Text provided →
** BEGIN **

Re: [OMPI devel] ibm abort test hangs on one node

2014-08-11 Thread Ralph Castain
Good catch! Glad it is now fixed - we can move r32498 across to 1.8.2 as well


On Aug 10, 2014, at 10:56 PM, Gilles Gouaillardet 
 wrote:

> Thanks Ralph !
> 
> this was necessary but not sufficient :
> 
> orte_errmgr_base_abort calls orte_session_dir_finalize at
> errmgr_base_fns.c:219
> that will remove the proc session dir
> then, orte_errmgr_base_abort (indirectly) calls orte_ess_base_app_abort
> at line 227
> 
> first, the proc session dir is removed
> then the "aborted" empty file is created in the previously removed directory
> (and there is no error check, so the failure gets un-noticed)
> as a consequence, the code you added in r32460 do not get executed.
> 
> i commited r32498 to fix this.
> it simply does not call orte_session_dir_finalize in the first place
> (which is sufficient but might not be necessary ...)
> 
> Cheers,
> 
> Gilles
> 
> On 2014/08/09 1:27, Ralph Castain wrote:
>> Committed a fix for this in r32460 - see if I got it!
>> 
>> On Aug 8, 2014, at 4:02 AM, Gilles Gouaillardet 
>>  wrote:
>> 
>>> Folks,
>>> 
>>> here is the description of a hang i briefly mentionned a few days ago.
>>> 
>>> with the trunk (i did not check 1.8 ...) simply run on one node :
>>> mpirun -np 2 --mca btl sm,self ./abort
>>> 
>>> (the abort test is taken from the ibm test suite : process 0 call
>>> MPI_Abort while process 1 enters an infinite loop)
>>> 
>>> there is a race condition : sometimes it hangs, sometimes it aborts
>>> nicely as expected.
>>> when the hang occurs, both abort processes have exited and mpirun waits
>>> forever
>>> 
>>> i made some investigations and i have now a better idea of what happens
>>> (but i am still clueless on how to fix this)

** END **

Dataset records →
** BEGIN **

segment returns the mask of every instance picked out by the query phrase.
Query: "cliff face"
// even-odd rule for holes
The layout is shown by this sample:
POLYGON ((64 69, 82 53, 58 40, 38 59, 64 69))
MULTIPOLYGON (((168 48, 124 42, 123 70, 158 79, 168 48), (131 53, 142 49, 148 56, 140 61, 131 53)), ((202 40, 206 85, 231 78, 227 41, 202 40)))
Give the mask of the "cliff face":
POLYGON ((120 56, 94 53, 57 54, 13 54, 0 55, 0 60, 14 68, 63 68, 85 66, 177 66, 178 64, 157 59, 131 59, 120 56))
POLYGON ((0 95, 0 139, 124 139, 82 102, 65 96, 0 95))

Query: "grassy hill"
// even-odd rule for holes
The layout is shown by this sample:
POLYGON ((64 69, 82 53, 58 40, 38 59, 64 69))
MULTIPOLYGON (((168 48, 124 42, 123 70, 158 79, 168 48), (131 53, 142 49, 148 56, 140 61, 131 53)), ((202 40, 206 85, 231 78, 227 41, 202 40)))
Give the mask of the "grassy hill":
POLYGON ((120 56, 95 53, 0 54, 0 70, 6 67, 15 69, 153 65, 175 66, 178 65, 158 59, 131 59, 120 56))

** END **
** BEGIN **

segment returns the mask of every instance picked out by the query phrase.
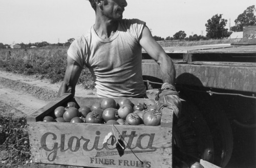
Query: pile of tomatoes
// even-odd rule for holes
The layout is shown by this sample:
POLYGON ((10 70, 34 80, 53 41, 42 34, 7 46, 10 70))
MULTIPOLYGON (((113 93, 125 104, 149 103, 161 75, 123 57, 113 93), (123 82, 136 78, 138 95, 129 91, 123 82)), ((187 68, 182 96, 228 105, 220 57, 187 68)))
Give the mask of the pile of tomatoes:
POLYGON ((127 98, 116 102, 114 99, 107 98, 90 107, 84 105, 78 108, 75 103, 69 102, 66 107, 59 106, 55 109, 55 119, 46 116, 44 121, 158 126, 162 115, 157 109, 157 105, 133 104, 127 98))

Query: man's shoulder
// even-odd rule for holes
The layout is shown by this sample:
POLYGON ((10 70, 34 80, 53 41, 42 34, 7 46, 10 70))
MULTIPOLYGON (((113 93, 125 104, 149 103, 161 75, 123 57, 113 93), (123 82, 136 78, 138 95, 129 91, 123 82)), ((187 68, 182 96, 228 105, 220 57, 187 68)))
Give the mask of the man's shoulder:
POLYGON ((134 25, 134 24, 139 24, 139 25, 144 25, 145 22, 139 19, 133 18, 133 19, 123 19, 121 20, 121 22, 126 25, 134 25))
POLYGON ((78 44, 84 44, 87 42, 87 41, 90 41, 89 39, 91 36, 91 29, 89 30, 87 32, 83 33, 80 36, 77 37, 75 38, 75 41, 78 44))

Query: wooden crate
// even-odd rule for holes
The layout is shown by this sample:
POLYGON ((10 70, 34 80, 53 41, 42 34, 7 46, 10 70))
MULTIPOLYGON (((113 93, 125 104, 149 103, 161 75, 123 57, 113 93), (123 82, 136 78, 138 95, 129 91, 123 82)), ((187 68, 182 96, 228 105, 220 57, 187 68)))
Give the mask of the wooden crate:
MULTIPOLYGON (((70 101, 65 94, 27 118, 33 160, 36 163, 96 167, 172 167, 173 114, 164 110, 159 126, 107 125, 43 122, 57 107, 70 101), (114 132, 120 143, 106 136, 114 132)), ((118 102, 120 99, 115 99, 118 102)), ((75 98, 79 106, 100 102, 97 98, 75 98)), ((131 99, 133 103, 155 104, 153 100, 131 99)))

** END **
** BEGIN **

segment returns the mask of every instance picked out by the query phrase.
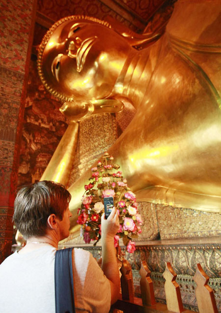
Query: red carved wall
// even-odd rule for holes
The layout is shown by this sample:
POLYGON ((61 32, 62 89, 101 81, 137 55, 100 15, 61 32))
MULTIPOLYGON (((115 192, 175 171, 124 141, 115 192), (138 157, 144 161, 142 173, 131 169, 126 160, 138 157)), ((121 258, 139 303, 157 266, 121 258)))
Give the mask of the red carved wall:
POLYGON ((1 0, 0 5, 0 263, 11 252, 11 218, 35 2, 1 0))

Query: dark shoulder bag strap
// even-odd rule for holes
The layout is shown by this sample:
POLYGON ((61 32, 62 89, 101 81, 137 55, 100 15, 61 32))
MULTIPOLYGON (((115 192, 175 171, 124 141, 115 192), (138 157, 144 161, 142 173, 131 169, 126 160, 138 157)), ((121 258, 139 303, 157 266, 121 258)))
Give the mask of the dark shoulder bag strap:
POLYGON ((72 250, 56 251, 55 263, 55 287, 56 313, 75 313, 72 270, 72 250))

** END **

The tasks →
a – Print the part of the records that opens with the line containing "Query: wooden crate" and closes with the line containing "MULTIPOLYGON (((70 101, 65", including both of those lines.
b – Carry on the mailing-list thread about the hanging abort test from the point where it stops.
The text and the records have no connection to each other.

Outputs by task →
a –
Query: wooden crate
// even-odd rule for holes
The layout is shown by this sample:
POLYGON ((10 70, 34 80, 53 41, 42 34, 7 46, 10 70))
MULTIPOLYGON (((113 93, 125 104, 149 103, 161 75, 123 57, 113 93), (123 82, 136 78, 138 95, 129 91, 123 82)), ((187 68, 182 96, 228 105, 220 57, 187 68)))
Give the mask of the wooden crate:
MULTIPOLYGON (((70 101, 65 94, 27 118, 33 160, 36 163, 96 167, 172 167, 173 114, 164 110, 159 126, 107 125, 43 122, 57 107, 70 101), (114 132, 120 143, 106 136, 114 132)), ((118 102, 120 99, 115 99, 118 102)), ((75 98, 79 106, 100 102, 97 98, 75 98)), ((131 99, 133 103, 155 104, 153 100, 131 99)))

b –
>>> 
>>> when process 0 abort, it :
>>> - closes the tcp socket connected to mpirun
>>> - closes the pipe connected to mpirun
>>> - send SIGCHLD to mpirun
>>> 
>>> then on mpirun :
>>> when SIGCHLD is received, the handler basically writes 17 (the signal
>>> number) to a socketpair.
>>> then libevent will return from a poll and here is the race condition,
>>> basically :
>>> if revents is non zero for the three fds (socket, pipe and socketpair)
>>> then the program will abort nicely
>>> if revents is non zero for both socket and pipe but is zero for the
>>> socketpair, then the mpirun will hang
>>> 
>>> i digged a bit deeper and found that when the event on the socketpair is
>>> processed, it will end up calling
>>> odls_base_default_wait_local_proc.
>>> if proc->state is 5 (aka ORTE_PROC_STATE_REGISTERED), then the program
>>> will abort nicely
>>> *but* if proc->state is 6 (aka ORTE_PROC_STATE_IOF_COMPLETE), then the
>>> program will hang
>>> 
>>> an other way to put this is that
>>> when the program aborts nicely, the call sequence is
>>> odls_base_default_wait_local_proc
>>> proc_errors(vpid=0)
>>> proc_errors(vpid=0)
>>> proc_errors(vpid=1)
>>> proc_errors(vpid=1)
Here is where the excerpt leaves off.